### EXERCISE INPUT ###
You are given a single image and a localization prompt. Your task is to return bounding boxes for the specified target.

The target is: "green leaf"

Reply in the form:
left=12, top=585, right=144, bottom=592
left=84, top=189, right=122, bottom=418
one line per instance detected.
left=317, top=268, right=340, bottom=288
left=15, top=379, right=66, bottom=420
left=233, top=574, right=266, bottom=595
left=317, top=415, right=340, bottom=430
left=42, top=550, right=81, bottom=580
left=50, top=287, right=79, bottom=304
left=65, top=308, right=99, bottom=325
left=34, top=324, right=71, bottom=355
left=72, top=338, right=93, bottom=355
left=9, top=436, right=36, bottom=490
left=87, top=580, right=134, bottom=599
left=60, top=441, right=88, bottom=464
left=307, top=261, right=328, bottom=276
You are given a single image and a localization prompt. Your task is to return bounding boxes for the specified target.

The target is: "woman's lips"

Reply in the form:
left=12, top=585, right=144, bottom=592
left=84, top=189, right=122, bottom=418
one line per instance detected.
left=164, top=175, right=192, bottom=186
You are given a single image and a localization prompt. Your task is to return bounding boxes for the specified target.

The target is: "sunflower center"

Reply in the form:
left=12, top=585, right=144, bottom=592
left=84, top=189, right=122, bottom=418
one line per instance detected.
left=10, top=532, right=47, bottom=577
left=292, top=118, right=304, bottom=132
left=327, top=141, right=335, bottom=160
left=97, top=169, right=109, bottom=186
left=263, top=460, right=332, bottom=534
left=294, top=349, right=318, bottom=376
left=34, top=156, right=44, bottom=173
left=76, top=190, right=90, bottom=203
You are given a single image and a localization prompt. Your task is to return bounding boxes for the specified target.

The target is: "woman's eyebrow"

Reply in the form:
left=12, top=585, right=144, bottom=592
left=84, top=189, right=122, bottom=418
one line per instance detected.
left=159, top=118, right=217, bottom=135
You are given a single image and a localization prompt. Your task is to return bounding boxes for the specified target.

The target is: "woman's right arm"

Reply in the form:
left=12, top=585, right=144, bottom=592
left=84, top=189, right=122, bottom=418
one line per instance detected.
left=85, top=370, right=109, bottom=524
###
### THE EXERCISE
Reproduce every one of the rows above word for word.

### ANSWER FOR THIS EXERCISE
You are given a single image and a localization prompt. Your task is to return bounding boxes for the specified target.

The target is: "green leaf"

Reply in the form:
left=12, top=585, right=144, bottom=592
left=84, top=189, right=122, bottom=418
one line per instance detected.
left=317, top=268, right=340, bottom=288
left=15, top=379, right=66, bottom=420
left=233, top=574, right=266, bottom=595
left=317, top=415, right=340, bottom=430
left=42, top=550, right=81, bottom=580
left=50, top=287, right=79, bottom=304
left=65, top=308, right=99, bottom=325
left=34, top=324, right=71, bottom=355
left=72, top=338, right=93, bottom=355
left=9, top=436, right=36, bottom=490
left=87, top=580, right=134, bottom=599
left=60, top=441, right=88, bottom=464
left=307, top=261, right=328, bottom=276
You are given a single image and a localization prompt. Your task is to return bounding boxes for the specified target.

The target is: "woman's lips"

Reply in the form:
left=12, top=585, right=144, bottom=592
left=84, top=189, right=122, bottom=418
one line per instance detected.
left=164, top=175, right=192, bottom=186
You are given a single image and a localization prompt. Your task is to return bounding boxes for the specified target.

The target is: "sunflower center"

Reply in the form:
left=12, top=585, right=144, bottom=592
left=84, top=189, right=122, bottom=418
one line per instance detected.
left=10, top=532, right=47, bottom=577
left=292, top=118, right=304, bottom=132
left=327, top=141, right=335, bottom=160
left=97, top=169, right=109, bottom=186
left=263, top=460, right=332, bottom=534
left=294, top=349, right=318, bottom=376
left=34, top=156, right=44, bottom=173
left=76, top=190, right=90, bottom=203
You are given a single image and a localization prompt. Your task is to return bounding boxes for the specified target.

The target is: "woman's eyebrow"

Reply in the form:
left=12, top=585, right=144, bottom=592
left=84, top=189, right=122, bottom=418
one line per instance detected.
left=159, top=118, right=217, bottom=135
You are given a single image and a localization prompt. Your task is to return bounding boxes for the specified target.

The target is: "woman's right arm"

Reply in the form:
left=12, top=585, right=144, bottom=592
left=84, top=189, right=122, bottom=418
one line per instance detected.
left=85, top=370, right=109, bottom=524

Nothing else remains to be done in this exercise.